Source text
◆ ◆ ◆

Statistics
Geometric Distribution
In this tutorial, we will learn about a discrete probability distribution called the Geometric distribution. Discrete means that the random variable we are observing is countable, such as the number of successful free throws in a basketball game or the number of goals scored in a soccer match. As a prerequisite, it is helpful if you understand Bernoulli trials and the Binomial distribution. I have a tutorial on both topics here.
As you may have guessed from the title, I will be teaching this distribution through the lens of sports. I will show practical examples of how you can answer statistical questions that may arise in professional sporting competitions. Additionally, I will be leveraging Numpy, Plotly, and Scipy to cement these concepts.
What is a Geometric Distribution?
The Geometric Distribution is the probability distribution for the 1st success to occur on the Xth Bernoulli trial. Consider the following example:
Professional footballer Vinicious Jr. has a shot accuracy of 28.57%, meaning 28.57% of the shots he takes are on target. What are the odds that the 5th shot he takes is indeed the 1st shot that is on target?
For the 5th shot to be the 1st shot on target, two things must happen:
4 shots need to be off-target the 5ths hot must be on target More generally:
- x — 1 trials must be failures:
P(x-1 failures) = q^(x-1)
- The Xth trial must be a success. The probability of the xth trial being a success is simply p. Multiply these two events together and we get the probability mass function for the geometric distribution:
P_x = (q^x-1) * p
where:
p = probability of success
q = probability of failure (1 - p)

◆ ◆ ◆

Extracted information
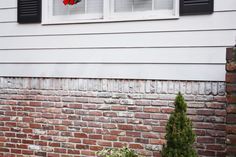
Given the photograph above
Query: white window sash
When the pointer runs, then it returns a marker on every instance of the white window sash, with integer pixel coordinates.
(108, 14)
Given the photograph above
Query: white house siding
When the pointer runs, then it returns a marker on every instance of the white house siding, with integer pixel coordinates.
(188, 48)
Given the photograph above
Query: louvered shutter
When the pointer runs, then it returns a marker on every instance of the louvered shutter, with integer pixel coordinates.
(191, 7)
(29, 11)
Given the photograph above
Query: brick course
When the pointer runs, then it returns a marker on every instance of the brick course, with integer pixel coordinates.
(77, 117)
(231, 101)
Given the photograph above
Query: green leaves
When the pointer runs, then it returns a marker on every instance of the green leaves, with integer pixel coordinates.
(179, 134)
(115, 152)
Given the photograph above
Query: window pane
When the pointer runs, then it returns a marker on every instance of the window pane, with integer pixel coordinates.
(83, 7)
(142, 5)
(94, 6)
(123, 5)
(163, 4)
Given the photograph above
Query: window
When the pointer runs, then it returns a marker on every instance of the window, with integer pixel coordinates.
(108, 10)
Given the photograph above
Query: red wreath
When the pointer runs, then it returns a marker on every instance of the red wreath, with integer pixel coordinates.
(71, 2)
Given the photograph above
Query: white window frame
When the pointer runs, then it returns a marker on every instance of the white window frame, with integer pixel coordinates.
(108, 14)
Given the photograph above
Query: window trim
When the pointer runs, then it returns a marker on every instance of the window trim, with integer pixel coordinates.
(108, 16)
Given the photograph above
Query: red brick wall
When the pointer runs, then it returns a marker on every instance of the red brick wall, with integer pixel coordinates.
(231, 101)
(77, 117)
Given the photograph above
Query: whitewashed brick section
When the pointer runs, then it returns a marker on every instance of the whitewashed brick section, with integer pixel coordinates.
(116, 86)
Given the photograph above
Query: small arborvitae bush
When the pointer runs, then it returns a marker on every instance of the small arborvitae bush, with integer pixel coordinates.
(115, 152)
(179, 134)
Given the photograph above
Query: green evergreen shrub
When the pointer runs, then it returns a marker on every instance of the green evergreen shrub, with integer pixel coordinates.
(179, 134)
(116, 152)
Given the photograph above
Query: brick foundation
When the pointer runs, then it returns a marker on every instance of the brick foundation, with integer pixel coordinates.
(77, 117)
(231, 101)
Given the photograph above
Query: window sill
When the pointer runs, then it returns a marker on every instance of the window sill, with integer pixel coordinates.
(109, 20)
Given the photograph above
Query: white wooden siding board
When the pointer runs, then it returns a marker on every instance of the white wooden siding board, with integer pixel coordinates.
(221, 20)
(168, 39)
(140, 55)
(130, 71)
(8, 3)
(8, 15)
(219, 4)
(224, 5)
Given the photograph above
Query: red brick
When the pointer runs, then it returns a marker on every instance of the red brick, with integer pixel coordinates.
(231, 129)
(133, 134)
(59, 150)
(136, 146)
(96, 148)
(104, 143)
(75, 106)
(215, 147)
(53, 144)
(88, 153)
(27, 152)
(231, 150)
(232, 139)
(229, 54)
(167, 110)
(110, 137)
(142, 115)
(53, 155)
(150, 135)
(231, 109)
(36, 104)
(231, 99)
(75, 140)
(81, 135)
(82, 146)
(206, 153)
(35, 126)
(157, 141)
(22, 146)
(109, 126)
(119, 108)
(126, 139)
(4, 150)
(27, 141)
(151, 109)
(230, 88)
(16, 151)
(205, 140)
(110, 114)
(125, 127)
(141, 140)
(205, 112)
(95, 136)
(77, 152)
(231, 118)
(159, 116)
(231, 67)
(95, 113)
(89, 141)
(143, 128)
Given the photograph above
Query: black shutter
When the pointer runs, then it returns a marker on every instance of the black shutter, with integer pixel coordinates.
(191, 7)
(29, 11)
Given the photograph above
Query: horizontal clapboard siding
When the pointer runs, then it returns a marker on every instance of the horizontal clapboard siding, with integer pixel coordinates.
(189, 48)
(168, 39)
(219, 4)
(131, 71)
(216, 21)
(109, 56)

◆ ◆ ◆

What you will do
Please answer these from the geometric distribution tutorial:
(a) What shot accuracy does it give for Vinicious Jr.?
(b) Which three libraries does it say it will use?
(c) What does q stand for?
The records aren't needed for this.

Response
(a) 28.57%
(b) Numpy, Plotly, and Scipy
(c) The probability of failure (1 - p)